> **DOCUMENT**
┄┄┄┄┄┄
Pursuant to the decision of our Board of Directors dated 27.02.2025 and numbered 2097 and Articles 15 and 16 of our Company's Articles of Association, Çimsa Çimento's 2024 Ordinary General Assembly Meeting will be held to discuss the agenda below on 27 March 2025, Thursday, at 10.30 at the address of Sabancı Center, Kule 2, 4. Levent 34330 İstanbul, Türkiye.

Our shareholders, whose shares are monitored by the Central Registry Agency in dematerialized form and who are entitled to participate the general assembly meeting, may attend the meeting at the above mentioned address in person or through representatives or they may prefer to attend the meeting electronically in person or through representatives by using their secure electronic signature via the Electronics General Assembly System provided by the Central Registry Agency.

Shareholders could authorize their representatives by using Electronics General Assembly System or by way of filling the below proxy form or the proxy form which is available at the Company headquarters and our Company's website (www.cimsa.com.tr) and notarizing their signature in line with the provisions of the Capital Markets Board's Communiqué numbered II-30.1. Shareholders may also represent themselves through submitting signed proxy form with notarized signature circular of the shareholders.

In order to attend the physically-held General Assembly Meeting, shareholders shall provide below documents and sign the List of Attendants:

  • Real person shareholders shall submit their ID cards,
  • Legal person shareholders shall submit their representatives' ID cards and authorization documents,
  • Real and legal person's representatives shall submit their ID cards and representation documents,
  • Representatives authorized via the Electronic General Assembly System shall submit their ID cards.

Our shareholders, who will be attending the meeting electronically via the Electronics General Assembly System can get information about procedures and principles of attendance, authorization of representatives, making proposals, explanations and voting at the Central Registry Agency's website (www.mkk.com.tr).
┄┄┄┄┄┄
> **REQUIREMENTS**
a - Answer these questions about the Çimsa general assembly notice:
(i) At what time on 27 March 2025 will the meeting be held?
(ii) Under which Capital Markets Board Communiqué number are proxy signatures to be notarized?
(iii) What must representatives authorized via the Electronic General Assembly System submit to attend in person?
b - Carry on the Çimsa general assembly notice from its last sentence.
The data has no role in any of this.
┄┄┄┄┄┄
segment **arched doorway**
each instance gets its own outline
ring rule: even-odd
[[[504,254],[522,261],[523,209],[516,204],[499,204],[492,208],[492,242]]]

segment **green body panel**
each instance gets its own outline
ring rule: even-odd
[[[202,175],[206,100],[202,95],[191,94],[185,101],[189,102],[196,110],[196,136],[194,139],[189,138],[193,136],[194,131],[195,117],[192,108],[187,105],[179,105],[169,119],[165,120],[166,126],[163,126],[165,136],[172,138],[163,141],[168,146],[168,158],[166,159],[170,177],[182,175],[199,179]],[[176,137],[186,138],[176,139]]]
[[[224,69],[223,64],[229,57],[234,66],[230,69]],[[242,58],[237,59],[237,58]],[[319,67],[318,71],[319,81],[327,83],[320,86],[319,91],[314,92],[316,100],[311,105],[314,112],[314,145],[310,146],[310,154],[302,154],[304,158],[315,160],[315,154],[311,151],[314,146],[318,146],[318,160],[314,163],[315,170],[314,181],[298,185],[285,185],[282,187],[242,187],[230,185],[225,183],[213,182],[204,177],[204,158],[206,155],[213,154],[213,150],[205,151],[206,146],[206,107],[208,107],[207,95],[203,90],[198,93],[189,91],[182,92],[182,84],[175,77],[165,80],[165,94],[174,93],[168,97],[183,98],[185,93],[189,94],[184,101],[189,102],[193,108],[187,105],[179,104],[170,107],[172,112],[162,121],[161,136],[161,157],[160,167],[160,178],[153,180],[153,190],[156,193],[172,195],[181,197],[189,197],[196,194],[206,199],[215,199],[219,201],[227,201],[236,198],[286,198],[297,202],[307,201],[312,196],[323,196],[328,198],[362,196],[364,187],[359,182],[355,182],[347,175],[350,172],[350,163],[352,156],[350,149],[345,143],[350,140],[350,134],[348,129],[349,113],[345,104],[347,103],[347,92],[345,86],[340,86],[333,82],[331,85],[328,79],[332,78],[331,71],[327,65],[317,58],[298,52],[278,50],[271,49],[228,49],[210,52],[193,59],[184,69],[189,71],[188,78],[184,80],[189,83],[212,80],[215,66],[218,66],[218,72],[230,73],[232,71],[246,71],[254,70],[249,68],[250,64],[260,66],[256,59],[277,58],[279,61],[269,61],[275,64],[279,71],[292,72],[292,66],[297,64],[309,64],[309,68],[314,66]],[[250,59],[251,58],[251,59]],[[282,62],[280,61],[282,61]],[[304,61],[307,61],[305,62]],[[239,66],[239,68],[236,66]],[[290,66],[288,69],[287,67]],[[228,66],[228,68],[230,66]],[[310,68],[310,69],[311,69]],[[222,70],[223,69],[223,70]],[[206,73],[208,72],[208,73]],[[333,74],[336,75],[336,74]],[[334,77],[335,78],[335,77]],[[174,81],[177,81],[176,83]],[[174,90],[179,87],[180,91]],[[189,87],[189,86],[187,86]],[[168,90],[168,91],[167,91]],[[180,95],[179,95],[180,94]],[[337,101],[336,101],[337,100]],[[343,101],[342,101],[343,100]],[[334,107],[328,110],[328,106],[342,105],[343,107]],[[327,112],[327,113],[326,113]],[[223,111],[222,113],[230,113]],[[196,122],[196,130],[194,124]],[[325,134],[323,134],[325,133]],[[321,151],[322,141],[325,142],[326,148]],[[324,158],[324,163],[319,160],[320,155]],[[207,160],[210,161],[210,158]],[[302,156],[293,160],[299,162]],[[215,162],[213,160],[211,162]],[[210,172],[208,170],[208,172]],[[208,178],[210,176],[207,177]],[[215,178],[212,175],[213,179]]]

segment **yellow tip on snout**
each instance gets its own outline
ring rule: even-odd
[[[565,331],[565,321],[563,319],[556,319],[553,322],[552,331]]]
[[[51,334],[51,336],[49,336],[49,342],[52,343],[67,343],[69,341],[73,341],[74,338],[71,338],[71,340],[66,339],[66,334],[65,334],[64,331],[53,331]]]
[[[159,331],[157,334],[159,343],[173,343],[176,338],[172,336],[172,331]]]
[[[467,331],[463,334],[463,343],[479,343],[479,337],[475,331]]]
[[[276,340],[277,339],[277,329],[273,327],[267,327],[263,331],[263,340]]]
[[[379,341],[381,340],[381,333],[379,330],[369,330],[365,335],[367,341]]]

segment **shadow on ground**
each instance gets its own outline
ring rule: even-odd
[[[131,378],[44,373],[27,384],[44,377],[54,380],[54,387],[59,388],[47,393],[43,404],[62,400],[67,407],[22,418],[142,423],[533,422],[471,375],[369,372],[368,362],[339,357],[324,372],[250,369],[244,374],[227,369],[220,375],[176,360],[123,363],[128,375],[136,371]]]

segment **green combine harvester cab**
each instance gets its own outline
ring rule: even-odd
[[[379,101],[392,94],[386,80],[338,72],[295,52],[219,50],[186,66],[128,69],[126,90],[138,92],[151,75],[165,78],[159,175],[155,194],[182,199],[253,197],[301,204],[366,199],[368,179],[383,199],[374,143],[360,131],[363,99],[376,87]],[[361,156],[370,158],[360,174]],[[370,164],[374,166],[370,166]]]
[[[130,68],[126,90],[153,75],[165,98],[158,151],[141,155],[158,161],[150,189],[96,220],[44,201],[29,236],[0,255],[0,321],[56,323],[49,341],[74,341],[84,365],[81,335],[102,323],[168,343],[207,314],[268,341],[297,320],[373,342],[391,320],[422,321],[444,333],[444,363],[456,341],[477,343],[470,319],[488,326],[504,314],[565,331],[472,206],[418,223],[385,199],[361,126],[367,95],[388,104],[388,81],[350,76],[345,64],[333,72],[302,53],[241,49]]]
┄┄┄┄┄┄
> **RESULTS OF THE TASKS**
a -
(i) 10.30
(ii) II-30.1
(iii) Their ID cards

b -
Our shareholders and their representatives, who will be attending the meeting electronically are required to fulfill their obligations in accordance with the provisions of "Regulation Regarding the Electronic General Assembly of the Joint-Stock Company" published on the Official Gazette dated 28 August 2012 and numbered 28395 as well as "Communiqué Regarding the Electronic General Assembly System to be Applied in the General Assembly Meeting of the Joint-Stock Company" published on the Official Gazette dated 29 August 2012 and numbered 28396.

The Financial Statements, The Board of Directors' Annual Report, Independent Audit Reports, Amendment of Articles of Association, Dividend Distribution Proposal of the Board of Directors, and Information Document Regarding General Assembly Meeting for the year 2024 are made available for the shareholders examination at least three weeks before the date of the meeting on the Electronic General Assembly System section of the Central Registry Agency website (www.mkk.com.tr), on the "Investors Relations" section of our Company's website (www.cimsa.com.tr), and on Public Disclosure Platform (www.kap.org.tr), as well as at the above-mentioned address of the Company's headquarters.

Our shareholders are respectfully requested to honor the meeting on mentioned day and time.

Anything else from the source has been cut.